What you should do: Please give the data again in full, exactly as provided.
┌────────
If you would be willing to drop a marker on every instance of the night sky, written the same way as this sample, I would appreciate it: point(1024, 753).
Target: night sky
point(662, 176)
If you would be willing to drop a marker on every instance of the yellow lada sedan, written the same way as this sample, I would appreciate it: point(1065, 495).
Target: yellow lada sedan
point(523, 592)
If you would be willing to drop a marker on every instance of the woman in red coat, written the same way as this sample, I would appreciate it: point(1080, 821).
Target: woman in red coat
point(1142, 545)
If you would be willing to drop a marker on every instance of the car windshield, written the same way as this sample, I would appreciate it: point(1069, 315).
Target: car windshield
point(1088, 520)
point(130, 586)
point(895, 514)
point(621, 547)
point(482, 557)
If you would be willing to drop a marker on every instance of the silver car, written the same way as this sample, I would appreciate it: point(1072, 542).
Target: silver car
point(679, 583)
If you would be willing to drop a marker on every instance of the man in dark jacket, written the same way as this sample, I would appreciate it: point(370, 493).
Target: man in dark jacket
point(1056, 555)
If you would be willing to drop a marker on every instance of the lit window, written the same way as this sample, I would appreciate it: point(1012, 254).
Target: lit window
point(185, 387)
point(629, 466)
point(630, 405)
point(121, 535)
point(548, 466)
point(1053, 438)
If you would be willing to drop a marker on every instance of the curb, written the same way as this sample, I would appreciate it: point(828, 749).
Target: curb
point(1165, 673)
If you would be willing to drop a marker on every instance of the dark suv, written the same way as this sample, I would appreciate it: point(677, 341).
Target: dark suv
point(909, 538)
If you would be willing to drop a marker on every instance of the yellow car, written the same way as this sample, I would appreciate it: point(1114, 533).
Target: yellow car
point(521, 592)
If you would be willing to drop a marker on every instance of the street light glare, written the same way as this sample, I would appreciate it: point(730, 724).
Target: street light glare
└────────
Exercise answer:
If you would be willing to drop a marker on every instance of the night sky, written the same way as this sample, I would appreciate it: point(1024, 753).
Target: night sky
point(662, 176)
If you would be willing to drop a marker on every instance of the yellow lada sedan, written the same way as this sample, I would appreciate it: point(1065, 495).
Target: yellow lada sedan
point(523, 592)
If you would be willing to drop a marker on every instance of the woman in red coat, written the same way as this sample, I would appreciate it: point(1080, 821).
Target: woman in red coat
point(1142, 545)
If you would be willing to drop a marker on every instance of the car windshield, written the same way as this sample, I would appreciate it: point(1069, 315).
Target: car windshield
point(1088, 520)
point(130, 586)
point(895, 514)
point(621, 547)
point(482, 557)
If you would be willing to drop a marker on every instance of the silver car, written the same way as this sample, I would appreciate it: point(1072, 542).
Target: silver car
point(679, 583)
If you would be willing to drop a marker on every instance of the man in dark jacket, written the same way as this sample, I would appreciate it: point(370, 493).
Target: man in dark jacket
point(1056, 555)
If you would be willing to drop a marker on every instance of the lit window, written the same way as this sample, I would appreciate it: point(1012, 254).
Target: lit window
point(185, 387)
point(629, 466)
point(630, 405)
point(121, 535)
point(548, 466)
point(1053, 438)
If you would be willing to drop a marker on every instance of the curb, written the same way as this sample, I would appreciate it: point(828, 749).
Target: curb
point(1165, 673)
If you would be willing to drop a marker on every instance of the dark suv, written the same way as this sample, I would appreciate it: point(677, 341).
Target: dark suv
point(909, 538)
If you would be willing to drop a marker on every instance of the yellow car, written the same way as this sample, I would appreciate it: point(1114, 533).
Target: yellow car
point(521, 592)
If you would be willing to drop a marker on every instance of the street light glare, written the same way as this sample, I would appreciate it: point(730, 724).
Target: street light glare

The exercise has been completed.